Fotografia di Sergio Cippo
E’ sempre piacevole
scoprire -dopo tanti anni di frequentazioni musicali, e dopo aver sentito in ogni
luogo che nulla può più essere inventato, che le note sono quelle, inutile
illudersi!- che la musica riesce ancora a sorprenderti.
Mi è capitato pochi
giorni fa, al Prog To Prog,
quando ho ascoltato un live di La Stanza Di Greta. Per la verità tutta
la serata mi ha fornito spunti di novità, ma vorrei focalizzarmi oggi su questo
ensemble torinese che ha stimolato curiosità e paragoni, perché occorre per
forza cercare, sempre, la comparazione rispetto a qualche modello di riferimento! O no?
Eppure … non sono la
copia di nessuno!
Intendiamoci, novità
non significa automaticamente qualità, ed è probabile che la musica di LSDG possa anche non essere apprezzata, ma
io ho trovato la proposta talmente fresca da pensare di doverla condividerla
senza indugio, che è poi la mia missione nel mondo musicale.

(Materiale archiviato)
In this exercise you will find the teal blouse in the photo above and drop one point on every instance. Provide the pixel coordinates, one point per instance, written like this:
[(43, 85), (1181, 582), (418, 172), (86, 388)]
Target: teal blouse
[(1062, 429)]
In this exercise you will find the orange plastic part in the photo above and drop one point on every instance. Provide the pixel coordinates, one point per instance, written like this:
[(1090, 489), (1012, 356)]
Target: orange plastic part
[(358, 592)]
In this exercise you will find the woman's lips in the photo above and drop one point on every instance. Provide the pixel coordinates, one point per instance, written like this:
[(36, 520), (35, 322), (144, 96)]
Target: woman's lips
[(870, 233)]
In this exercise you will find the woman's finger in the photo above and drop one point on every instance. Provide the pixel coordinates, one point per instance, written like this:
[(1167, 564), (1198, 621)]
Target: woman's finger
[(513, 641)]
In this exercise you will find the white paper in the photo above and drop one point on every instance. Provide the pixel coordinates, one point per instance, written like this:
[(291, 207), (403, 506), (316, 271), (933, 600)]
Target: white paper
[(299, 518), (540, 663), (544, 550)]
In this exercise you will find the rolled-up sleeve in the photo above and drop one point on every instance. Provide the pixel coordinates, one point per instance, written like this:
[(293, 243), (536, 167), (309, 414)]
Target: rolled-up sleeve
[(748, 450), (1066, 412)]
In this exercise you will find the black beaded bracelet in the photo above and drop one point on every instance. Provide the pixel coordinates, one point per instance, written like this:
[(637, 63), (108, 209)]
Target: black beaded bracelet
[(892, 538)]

**DA SVOLGERE:**
Trascriva di nuovo dal brano citato tutto ciò che va da "Mi è capitato" giù fino a "copia di nessuno!", rinominando "ensemble" in "gruppo".

**RISULTATO:**
Mi è capitato pochi
giorni fa, al Prog To Prog,
quando ho ascoltato un live di La Stanza Di Greta. Per la verità tutta
la serata mi ha fornito spunti di novità, ma vorrei focalizzarmi oggi su questo
gruppo torinese che ha stimolato curiosità e paragoni, perché occorre per
forza cercare, sempre, la comparazione rispetto a qualche modello di riferimento! O no?
Eppure … non sono la
copia di nessuno!